## STATED EXERCISE:
Render the rows from the line with "Guideline: one keypoint per instance of the ceramic" up to and including the line with "[(620, 547)]" as a two-column CSV with the headers text and answer. Put one CSV line per row, with each field in quotation marks and any line breaks replaced by spaces.

[Entries from a dataset]
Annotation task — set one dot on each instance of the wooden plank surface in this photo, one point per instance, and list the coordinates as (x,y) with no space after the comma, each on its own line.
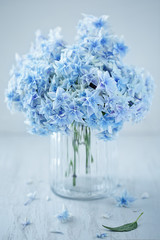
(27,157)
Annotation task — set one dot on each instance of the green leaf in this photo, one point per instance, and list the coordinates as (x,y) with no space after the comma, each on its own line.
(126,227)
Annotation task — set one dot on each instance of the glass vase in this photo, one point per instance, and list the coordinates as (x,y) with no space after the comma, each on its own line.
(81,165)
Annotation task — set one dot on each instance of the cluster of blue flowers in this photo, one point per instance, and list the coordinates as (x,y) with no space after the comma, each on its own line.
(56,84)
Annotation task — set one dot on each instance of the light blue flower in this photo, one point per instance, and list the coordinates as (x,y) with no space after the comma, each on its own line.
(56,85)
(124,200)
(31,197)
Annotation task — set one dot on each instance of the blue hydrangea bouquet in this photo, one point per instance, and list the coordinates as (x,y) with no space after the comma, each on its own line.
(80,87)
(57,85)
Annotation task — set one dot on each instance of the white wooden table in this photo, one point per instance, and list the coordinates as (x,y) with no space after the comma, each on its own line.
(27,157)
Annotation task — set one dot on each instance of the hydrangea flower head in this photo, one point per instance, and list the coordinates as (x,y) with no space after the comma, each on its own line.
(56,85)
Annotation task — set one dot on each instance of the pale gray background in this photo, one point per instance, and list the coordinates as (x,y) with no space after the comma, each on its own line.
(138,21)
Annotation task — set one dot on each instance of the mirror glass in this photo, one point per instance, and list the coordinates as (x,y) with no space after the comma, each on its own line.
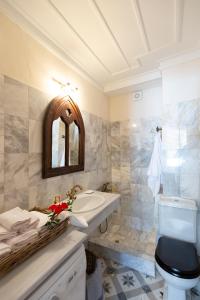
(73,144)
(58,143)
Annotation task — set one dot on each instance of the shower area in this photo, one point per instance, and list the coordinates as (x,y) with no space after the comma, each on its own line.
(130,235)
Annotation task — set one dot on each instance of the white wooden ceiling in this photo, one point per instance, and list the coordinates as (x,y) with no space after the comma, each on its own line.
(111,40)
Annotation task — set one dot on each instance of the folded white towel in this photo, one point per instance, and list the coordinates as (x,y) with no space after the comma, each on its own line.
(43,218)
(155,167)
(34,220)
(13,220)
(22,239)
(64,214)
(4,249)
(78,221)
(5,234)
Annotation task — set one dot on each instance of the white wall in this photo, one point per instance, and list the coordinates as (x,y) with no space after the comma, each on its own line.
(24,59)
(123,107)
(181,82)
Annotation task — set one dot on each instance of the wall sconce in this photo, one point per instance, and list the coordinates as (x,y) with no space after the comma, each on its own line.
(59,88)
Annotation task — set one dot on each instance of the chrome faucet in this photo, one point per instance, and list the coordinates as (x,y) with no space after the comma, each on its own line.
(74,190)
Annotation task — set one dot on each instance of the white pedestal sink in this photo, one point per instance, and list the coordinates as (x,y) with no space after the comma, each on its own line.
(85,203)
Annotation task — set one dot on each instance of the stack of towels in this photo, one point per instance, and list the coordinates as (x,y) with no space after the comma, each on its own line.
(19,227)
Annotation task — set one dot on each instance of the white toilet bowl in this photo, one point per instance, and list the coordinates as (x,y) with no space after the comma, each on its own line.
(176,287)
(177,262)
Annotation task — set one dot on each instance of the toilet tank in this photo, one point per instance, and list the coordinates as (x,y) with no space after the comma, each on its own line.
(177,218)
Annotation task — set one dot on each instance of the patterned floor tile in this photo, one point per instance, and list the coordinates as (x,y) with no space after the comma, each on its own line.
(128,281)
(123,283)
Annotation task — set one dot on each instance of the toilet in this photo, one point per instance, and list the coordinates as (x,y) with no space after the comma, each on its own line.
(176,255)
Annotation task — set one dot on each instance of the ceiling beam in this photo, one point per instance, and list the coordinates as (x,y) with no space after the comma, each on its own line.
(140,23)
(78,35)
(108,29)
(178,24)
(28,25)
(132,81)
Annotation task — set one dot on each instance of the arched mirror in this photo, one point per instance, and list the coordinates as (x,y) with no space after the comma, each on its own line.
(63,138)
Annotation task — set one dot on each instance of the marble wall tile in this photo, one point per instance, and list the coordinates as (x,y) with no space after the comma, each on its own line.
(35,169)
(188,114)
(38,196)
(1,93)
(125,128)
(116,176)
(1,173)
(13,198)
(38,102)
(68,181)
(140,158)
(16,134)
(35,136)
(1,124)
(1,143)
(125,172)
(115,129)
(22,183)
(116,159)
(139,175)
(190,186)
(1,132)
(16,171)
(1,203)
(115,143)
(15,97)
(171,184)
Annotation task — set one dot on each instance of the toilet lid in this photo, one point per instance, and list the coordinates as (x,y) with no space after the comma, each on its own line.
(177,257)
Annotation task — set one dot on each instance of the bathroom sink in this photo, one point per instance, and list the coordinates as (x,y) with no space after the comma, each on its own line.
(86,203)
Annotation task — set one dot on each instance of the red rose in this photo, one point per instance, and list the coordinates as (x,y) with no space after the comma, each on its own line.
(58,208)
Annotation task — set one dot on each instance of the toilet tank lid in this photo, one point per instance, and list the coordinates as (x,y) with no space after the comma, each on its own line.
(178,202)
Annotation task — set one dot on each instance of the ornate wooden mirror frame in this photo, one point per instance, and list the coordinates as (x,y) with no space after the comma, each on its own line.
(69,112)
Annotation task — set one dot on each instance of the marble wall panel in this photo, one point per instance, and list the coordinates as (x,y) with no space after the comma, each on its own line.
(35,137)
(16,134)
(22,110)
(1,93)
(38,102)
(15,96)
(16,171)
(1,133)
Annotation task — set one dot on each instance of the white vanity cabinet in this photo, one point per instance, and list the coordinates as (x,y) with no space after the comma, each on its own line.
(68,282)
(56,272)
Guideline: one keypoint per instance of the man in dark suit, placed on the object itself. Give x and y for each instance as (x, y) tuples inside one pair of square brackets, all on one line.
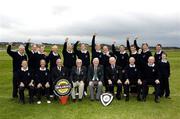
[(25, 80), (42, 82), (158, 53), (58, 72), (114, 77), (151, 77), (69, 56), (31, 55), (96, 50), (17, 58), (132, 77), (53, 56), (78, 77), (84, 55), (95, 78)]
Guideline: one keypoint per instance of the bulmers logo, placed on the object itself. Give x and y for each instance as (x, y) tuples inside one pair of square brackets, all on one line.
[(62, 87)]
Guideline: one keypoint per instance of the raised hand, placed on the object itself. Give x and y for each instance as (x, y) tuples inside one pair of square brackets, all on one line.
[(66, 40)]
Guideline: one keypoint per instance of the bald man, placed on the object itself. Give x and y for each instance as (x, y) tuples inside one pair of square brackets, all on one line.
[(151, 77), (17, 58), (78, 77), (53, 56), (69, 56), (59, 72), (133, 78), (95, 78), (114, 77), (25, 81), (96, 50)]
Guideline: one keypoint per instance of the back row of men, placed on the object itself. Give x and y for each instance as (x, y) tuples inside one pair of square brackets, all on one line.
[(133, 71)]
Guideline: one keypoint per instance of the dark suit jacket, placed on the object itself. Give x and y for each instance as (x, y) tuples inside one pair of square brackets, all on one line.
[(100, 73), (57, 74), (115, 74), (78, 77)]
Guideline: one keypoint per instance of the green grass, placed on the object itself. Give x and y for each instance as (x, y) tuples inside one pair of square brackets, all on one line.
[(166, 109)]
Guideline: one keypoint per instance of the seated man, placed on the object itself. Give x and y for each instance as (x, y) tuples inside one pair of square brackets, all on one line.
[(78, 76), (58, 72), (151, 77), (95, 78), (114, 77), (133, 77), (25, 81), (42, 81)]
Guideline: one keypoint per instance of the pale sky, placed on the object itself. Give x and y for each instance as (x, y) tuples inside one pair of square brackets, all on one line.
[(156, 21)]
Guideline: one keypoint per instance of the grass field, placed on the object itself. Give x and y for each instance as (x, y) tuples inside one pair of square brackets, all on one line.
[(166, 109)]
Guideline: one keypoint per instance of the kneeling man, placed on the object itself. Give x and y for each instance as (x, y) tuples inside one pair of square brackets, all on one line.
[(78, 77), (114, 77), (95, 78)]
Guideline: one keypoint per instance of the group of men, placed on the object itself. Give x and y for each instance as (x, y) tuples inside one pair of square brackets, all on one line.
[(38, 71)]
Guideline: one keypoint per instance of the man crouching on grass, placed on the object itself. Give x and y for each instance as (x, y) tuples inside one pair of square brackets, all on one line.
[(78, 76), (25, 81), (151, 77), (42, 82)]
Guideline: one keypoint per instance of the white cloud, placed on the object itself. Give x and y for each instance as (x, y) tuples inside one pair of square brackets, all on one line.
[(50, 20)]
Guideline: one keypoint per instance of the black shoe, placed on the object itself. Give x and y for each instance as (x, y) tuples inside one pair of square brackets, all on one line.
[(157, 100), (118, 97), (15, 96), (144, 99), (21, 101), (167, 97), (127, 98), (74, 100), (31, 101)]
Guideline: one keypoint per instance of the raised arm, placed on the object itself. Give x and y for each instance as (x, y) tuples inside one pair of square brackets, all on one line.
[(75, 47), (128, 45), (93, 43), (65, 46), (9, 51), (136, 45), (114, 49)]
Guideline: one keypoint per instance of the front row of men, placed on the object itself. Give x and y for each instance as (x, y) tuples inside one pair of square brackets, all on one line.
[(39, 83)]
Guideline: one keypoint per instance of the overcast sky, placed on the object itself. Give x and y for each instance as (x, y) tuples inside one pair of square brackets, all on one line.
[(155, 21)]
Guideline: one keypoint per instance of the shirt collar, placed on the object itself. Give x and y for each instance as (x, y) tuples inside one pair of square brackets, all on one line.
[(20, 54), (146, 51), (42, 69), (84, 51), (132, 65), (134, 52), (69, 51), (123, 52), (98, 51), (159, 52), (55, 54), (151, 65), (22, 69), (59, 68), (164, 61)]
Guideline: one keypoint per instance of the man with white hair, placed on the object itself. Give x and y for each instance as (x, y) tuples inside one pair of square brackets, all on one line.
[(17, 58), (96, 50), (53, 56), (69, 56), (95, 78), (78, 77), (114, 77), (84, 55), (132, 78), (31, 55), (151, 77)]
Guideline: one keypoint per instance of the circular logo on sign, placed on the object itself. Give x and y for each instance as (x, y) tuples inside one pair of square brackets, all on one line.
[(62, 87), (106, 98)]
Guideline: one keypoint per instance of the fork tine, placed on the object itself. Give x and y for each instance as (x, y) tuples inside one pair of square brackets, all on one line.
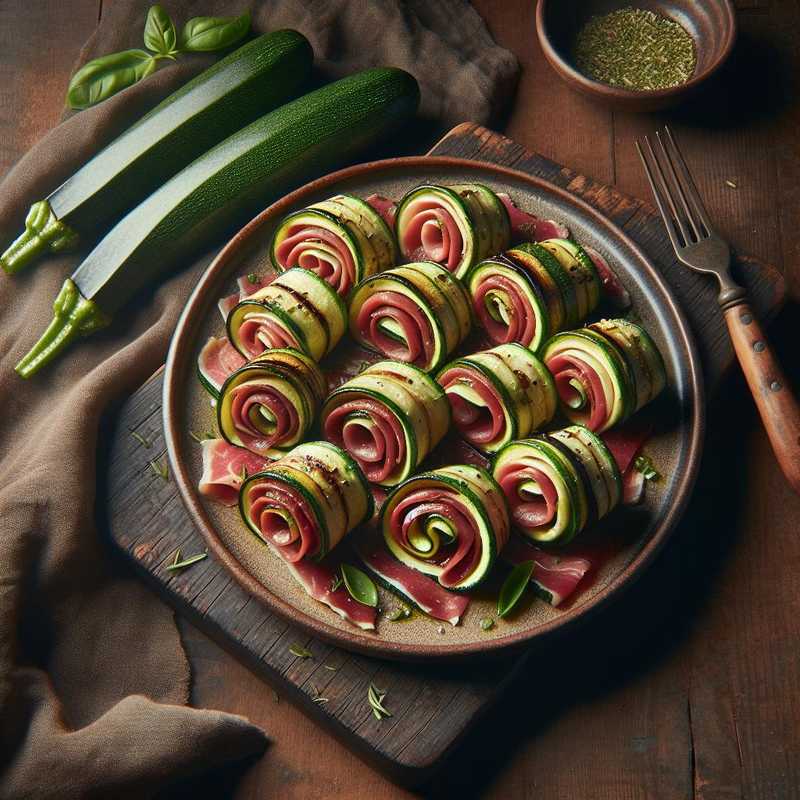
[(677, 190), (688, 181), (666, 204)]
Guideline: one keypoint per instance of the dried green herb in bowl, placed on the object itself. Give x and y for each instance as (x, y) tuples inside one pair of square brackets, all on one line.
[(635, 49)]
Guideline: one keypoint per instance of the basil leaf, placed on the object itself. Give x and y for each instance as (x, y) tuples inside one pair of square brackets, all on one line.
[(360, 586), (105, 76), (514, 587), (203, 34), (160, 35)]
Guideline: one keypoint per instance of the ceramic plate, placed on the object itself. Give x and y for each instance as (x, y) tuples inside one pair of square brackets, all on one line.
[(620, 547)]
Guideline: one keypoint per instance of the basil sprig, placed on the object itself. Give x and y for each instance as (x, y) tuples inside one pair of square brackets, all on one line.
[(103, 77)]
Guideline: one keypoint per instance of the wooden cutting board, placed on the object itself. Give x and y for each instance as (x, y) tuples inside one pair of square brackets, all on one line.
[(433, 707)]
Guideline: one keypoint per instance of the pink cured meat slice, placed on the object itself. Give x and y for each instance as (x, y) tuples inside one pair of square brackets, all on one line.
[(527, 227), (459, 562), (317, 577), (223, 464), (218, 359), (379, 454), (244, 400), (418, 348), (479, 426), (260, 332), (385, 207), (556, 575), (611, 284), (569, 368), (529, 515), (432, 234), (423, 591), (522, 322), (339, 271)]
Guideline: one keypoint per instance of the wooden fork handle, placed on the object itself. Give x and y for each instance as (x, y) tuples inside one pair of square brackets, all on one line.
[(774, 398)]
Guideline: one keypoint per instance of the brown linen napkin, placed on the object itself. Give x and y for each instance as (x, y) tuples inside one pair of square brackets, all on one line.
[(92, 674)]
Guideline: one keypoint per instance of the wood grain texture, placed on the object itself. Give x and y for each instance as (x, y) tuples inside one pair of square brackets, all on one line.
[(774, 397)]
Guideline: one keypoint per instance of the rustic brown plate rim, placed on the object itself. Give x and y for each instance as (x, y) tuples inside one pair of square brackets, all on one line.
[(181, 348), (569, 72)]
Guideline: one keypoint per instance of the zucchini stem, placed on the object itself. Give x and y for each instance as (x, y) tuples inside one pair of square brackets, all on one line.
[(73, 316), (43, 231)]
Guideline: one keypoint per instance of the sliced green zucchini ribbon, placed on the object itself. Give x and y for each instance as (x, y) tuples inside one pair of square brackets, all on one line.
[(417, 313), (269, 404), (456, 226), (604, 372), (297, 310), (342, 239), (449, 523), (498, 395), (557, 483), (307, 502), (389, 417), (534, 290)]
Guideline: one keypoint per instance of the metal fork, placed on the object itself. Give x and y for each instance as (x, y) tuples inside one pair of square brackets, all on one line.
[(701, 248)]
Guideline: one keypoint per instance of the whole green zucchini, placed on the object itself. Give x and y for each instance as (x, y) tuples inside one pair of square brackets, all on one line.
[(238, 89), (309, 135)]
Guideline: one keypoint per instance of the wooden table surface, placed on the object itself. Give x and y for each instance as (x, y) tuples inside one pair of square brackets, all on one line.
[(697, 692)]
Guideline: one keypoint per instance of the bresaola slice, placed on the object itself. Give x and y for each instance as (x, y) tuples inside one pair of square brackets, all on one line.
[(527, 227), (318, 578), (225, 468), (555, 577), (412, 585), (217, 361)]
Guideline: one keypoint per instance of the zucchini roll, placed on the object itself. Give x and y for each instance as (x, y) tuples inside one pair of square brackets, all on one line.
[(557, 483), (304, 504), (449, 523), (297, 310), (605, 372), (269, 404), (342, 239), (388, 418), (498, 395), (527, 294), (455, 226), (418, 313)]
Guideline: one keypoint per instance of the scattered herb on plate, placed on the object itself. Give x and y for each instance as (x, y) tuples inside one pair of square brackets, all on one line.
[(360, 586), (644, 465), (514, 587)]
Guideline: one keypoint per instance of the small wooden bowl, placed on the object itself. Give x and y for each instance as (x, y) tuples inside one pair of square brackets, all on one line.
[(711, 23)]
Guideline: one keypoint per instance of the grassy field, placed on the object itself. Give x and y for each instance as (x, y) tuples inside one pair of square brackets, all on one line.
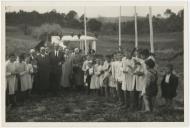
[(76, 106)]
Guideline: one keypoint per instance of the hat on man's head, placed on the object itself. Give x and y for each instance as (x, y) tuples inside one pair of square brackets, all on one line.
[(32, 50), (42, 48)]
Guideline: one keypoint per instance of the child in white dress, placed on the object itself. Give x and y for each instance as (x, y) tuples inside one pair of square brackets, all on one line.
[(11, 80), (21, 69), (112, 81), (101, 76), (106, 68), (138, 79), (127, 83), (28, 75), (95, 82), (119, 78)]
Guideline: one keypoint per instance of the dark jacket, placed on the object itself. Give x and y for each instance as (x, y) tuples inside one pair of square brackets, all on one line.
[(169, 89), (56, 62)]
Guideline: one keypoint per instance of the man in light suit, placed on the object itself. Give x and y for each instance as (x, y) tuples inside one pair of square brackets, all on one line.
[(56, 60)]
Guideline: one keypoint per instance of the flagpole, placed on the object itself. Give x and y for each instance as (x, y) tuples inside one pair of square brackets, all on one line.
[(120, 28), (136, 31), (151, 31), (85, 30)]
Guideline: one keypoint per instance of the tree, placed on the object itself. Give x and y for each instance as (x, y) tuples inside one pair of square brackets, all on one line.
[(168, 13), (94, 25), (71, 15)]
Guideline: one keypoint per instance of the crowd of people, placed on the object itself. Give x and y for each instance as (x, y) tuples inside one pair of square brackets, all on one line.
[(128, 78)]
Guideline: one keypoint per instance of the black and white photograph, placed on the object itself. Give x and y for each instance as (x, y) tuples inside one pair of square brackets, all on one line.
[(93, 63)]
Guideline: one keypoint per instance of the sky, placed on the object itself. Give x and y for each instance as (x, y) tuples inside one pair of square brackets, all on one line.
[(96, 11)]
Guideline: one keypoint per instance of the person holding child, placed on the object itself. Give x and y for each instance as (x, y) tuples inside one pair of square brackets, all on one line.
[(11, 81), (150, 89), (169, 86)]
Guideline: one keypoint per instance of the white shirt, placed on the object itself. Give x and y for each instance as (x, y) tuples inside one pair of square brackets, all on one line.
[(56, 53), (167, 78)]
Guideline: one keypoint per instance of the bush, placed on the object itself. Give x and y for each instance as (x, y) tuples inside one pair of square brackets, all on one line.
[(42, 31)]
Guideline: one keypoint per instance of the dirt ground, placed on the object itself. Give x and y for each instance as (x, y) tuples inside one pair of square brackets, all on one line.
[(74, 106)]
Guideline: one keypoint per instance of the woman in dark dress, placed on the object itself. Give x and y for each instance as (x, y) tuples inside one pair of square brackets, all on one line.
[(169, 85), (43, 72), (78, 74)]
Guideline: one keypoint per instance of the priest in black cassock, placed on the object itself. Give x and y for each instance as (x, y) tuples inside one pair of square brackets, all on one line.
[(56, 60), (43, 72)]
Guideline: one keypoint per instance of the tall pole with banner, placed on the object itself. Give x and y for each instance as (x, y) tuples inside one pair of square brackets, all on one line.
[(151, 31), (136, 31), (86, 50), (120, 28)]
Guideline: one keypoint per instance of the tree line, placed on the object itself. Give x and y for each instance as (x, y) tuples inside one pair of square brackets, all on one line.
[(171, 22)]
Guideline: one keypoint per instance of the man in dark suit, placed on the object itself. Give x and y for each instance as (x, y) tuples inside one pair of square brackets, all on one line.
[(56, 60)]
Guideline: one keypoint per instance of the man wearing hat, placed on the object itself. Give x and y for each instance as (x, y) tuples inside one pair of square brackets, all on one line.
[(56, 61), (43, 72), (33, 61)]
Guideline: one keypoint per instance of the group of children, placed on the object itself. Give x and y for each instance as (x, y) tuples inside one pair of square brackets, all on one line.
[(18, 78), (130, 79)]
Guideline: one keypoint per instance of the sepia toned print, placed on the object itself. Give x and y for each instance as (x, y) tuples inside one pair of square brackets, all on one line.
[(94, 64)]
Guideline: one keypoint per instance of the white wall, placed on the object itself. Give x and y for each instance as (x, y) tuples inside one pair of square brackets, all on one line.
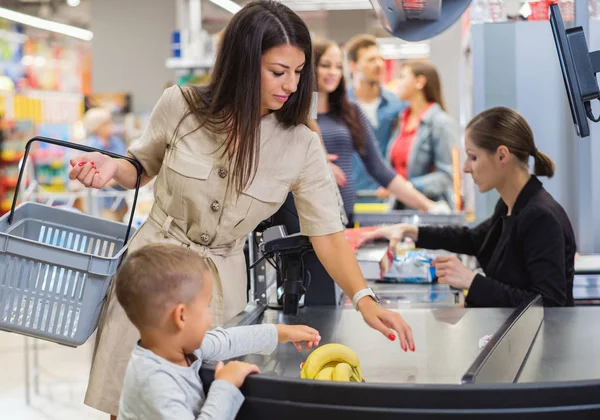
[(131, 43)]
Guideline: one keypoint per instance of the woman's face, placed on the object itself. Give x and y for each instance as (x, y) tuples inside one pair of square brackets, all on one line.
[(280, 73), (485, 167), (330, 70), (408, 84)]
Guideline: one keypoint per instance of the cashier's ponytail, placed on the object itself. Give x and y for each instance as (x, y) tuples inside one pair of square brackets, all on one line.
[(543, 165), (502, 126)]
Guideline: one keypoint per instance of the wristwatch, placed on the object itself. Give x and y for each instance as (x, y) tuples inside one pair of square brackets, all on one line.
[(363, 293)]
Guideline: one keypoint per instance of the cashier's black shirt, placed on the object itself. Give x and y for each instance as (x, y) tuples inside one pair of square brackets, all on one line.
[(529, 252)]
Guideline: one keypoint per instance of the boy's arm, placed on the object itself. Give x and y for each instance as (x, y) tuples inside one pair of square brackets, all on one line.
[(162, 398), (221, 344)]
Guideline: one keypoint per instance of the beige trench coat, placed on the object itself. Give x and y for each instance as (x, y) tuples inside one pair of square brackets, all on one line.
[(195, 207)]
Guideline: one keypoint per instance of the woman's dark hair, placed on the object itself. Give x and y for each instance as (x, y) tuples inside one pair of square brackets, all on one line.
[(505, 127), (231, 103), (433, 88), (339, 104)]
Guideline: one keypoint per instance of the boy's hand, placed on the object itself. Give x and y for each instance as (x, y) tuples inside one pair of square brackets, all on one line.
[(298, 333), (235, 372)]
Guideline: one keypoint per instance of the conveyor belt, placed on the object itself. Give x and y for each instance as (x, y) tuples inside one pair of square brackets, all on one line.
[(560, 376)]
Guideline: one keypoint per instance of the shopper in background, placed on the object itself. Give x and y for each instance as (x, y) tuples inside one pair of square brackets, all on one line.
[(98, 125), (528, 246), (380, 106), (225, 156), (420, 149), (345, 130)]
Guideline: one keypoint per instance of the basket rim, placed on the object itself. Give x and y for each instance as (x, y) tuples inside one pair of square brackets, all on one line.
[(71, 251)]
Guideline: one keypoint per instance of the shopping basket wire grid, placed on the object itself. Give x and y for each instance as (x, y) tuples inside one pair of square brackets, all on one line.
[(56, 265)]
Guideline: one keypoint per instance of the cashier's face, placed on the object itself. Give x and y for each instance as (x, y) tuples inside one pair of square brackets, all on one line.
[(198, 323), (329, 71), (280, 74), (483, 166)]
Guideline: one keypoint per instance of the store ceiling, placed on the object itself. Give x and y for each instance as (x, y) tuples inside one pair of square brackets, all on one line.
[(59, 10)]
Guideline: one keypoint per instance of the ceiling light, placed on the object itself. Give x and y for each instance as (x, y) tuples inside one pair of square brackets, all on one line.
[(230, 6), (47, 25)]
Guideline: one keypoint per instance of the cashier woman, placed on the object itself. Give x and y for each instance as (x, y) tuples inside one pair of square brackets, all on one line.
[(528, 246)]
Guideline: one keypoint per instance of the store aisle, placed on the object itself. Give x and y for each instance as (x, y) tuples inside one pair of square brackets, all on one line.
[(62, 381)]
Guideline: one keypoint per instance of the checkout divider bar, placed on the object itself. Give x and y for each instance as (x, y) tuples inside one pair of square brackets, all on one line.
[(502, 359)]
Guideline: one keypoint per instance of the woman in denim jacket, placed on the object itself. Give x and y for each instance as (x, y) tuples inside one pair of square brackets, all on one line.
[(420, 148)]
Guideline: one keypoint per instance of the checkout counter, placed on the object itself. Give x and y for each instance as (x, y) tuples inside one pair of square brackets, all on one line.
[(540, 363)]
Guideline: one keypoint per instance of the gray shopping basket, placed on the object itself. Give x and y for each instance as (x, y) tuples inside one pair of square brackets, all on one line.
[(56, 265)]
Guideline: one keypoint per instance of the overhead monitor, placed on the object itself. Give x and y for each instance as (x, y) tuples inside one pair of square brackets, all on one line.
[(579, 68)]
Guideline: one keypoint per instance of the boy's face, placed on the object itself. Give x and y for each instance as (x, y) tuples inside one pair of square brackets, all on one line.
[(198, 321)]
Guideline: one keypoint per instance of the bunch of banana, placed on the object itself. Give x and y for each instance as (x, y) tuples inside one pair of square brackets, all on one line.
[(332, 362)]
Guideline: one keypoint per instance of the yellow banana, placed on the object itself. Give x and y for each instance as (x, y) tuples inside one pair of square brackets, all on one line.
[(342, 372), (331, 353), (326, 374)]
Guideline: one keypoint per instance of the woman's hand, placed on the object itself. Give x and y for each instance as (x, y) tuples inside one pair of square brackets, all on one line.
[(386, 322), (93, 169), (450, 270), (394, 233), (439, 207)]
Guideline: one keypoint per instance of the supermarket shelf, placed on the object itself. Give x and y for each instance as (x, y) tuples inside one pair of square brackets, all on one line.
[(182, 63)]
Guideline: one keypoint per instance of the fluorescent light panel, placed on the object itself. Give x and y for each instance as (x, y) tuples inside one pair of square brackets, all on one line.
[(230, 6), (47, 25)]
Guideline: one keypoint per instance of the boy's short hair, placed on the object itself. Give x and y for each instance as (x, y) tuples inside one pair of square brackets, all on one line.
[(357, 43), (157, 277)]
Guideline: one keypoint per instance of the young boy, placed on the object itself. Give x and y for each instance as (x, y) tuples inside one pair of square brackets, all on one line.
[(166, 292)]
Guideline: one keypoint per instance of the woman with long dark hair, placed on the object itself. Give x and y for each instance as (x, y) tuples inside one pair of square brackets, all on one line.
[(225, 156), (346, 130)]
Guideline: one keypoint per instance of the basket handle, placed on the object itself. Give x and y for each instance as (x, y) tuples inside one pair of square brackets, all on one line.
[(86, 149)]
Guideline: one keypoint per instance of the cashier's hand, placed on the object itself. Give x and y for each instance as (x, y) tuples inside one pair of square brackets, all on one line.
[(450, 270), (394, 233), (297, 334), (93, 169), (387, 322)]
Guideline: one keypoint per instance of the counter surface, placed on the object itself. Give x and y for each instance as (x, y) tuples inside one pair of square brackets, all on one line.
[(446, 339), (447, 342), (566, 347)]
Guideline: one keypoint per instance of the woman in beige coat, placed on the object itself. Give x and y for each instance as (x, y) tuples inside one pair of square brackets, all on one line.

## WORKED ANSWER:
text,answer
"Guideline: one keypoint per instance of the ceramic plate, placed on the object itself. Give x and y for each instance as (x, y) tuples inside one pair of square brackets, all on one line.","[(620, 547)]"